* [GIVEN TEXT]
● ● ●

I'm still looking for an efficient way to be able to view multi-day
tasks on each day in planner. As I am not able to produce this with
planner I'm thinking about using remind and wyrd for these...

This is a conversation I had last week with Sacha and Daniel. So feel
free to give comment !

------------------------------------------------------------

* Sacha Chua <address@hidden> wrote:
|
| ecocode <address@hidden> writes:
| 
| > I'm thinking of using remind with wyrd to get a better looking text
| > interface ... and also I'm still struggling with tasks that span
| 
| You should talk to Daniel Martins <address@hidden>, cc'd in this e-mail.
| He's also playing around with Remind and Planner. =)

Just in case and before I continue editing your Perl file... is there
any work like this done by someone else ? 

This conversation is involving more people than I presumed... I think we
should move it to the planner mailing list. Don't you think so ?

| 
| > several days in Planner. I could use remind for that part , since it
| > allows to define items that span several days ... I would just define
| > special formatted tasks in planner which would then be picked up by
| > remind.
| 
| Yup! That would be great! (And that's the nifty thing about Planner
| and Emacs - it's all just text anyway, so you can make it whatever you
| want.)

I'm thinking about making tasks planned on a certain day and having a
deadline to span all these days. That won't make it necessary to add
more attributes to tasks... I can also use the duration time of the task
that can be used to 

example :
#A _ 5d this is a multi-day task {{Tasks:23}} {{Deadline: 2006.03.08 - 6
     ^^
#days}} ([[TaskPool]] [[2006.03.03]])

which one would you prefer ? Sacha , Daniel ? Or maybe I should use a
preference variable set in .emacs for specifying this ? The duration
time can also be expressed in hours and minutes... so this would make it
more accurate ... however hours are depending of day work time and
holidays and ...
Actually I'm used to work with "deadline" to indicate the task
duration.

| 
| > Or maybe I'm missing something in Planner , but I've been searching like
| > a fool and bounced on this multi-day events. I can use tasks starting on
| > a certain date and having a deadline defined. But that doesn't make
| > those tasks appear on every single day between that lag.

● ● ●

* [DATA PROVIDED]
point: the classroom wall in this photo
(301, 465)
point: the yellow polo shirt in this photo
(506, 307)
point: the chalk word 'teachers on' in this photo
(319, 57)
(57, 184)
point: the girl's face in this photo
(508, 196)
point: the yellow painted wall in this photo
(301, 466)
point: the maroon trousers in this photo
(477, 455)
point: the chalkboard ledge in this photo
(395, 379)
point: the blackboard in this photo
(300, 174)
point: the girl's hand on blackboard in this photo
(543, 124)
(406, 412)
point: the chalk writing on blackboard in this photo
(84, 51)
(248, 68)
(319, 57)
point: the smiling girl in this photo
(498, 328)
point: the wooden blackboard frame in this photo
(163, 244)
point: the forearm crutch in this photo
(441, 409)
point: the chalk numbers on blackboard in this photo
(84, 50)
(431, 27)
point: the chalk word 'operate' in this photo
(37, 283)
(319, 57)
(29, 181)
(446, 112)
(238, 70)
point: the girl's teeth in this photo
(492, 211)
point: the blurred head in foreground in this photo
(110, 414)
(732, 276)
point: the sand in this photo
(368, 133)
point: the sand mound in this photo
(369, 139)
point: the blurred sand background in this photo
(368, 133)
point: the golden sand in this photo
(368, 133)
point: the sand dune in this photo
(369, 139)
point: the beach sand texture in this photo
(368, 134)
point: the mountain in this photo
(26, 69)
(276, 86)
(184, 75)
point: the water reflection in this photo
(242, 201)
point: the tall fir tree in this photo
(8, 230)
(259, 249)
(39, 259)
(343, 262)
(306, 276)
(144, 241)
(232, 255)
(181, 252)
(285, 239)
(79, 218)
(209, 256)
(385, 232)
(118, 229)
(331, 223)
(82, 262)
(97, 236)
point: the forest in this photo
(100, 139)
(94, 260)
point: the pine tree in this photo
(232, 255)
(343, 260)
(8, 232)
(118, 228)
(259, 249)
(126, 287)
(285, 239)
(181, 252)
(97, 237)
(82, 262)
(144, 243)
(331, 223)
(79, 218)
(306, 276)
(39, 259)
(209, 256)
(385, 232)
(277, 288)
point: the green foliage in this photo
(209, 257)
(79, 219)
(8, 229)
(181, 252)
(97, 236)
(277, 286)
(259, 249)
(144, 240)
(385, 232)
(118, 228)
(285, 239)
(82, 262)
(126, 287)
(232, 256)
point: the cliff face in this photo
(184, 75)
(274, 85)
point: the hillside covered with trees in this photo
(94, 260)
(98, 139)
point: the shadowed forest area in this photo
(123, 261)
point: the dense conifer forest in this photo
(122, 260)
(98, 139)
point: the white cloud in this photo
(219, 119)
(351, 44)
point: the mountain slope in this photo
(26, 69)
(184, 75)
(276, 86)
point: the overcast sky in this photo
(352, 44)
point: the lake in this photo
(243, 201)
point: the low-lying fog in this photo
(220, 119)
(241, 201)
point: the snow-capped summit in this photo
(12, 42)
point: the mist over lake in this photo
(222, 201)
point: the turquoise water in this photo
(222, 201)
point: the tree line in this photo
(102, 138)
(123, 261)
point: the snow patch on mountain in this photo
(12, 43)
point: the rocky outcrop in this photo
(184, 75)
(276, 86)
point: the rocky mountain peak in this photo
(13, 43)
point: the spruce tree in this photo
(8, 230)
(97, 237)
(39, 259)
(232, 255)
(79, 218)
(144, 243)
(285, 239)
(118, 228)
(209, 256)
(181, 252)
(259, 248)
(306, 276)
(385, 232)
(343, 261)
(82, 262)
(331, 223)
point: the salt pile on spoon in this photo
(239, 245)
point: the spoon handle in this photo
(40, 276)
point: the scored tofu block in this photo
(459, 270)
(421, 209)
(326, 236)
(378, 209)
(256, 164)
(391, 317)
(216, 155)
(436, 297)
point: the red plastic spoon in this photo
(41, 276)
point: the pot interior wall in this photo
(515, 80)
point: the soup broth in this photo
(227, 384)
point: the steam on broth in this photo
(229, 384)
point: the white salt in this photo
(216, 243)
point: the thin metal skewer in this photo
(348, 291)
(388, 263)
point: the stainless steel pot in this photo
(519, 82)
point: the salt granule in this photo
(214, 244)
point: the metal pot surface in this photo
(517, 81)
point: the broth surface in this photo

● ● ●

* [OBJECTIVE]
Write what comes next in the mailing-list message about showing multi-day tasks in Planner, starting after its last sentence. The material comes from a different source than the text.

* [EXPECTED ANSWER]
| 
| Ahhhhh... It seems that many people find multi-day tasks quite
| intimidating, and prefer breaking them down into smaller tasks that
| they can complete in one sitting. Both David Allen's Getting Things
| Done and Stephen Covey's 7 habits promote this, I think. On the other
| hand, multi-day tasks are handy for Gantt charts, multi-day
| appointments, and things like that.
| 

Planner can be more than just a pim to followup _my_ personal tasks.
My company (see beaver-systems.com) is manufacturing glass-metal
constructions. I'm using planner to followup projects because I don't
like the way other project management software work. I used etask.el a
little, but missed to have an integration with planner: because I need
to have those tasks appearing on my agenda, and in my project pages. So
I started to put everything in planner with the "deadline" attribute. It
works except that I need to see all tasks running on each day even
between start and deadline.

| I wonder if you can approximate the effect with planner-cyclic or 
planner-diary
| while we think about how something like that should work... =)

planner-cyclic could work for the agenda part, but then again I won't
have the tasks appearing in my project page :-(

| 
| > I'd appreciate any idea.
| > Thanks for all the effort you made in the planner project !
| 
| I can't take any credit. It's all because of the totally awesome
| Planner community, and you're part of that! =)

Planner community wouldn't be the same without you or Michael Olson ;-)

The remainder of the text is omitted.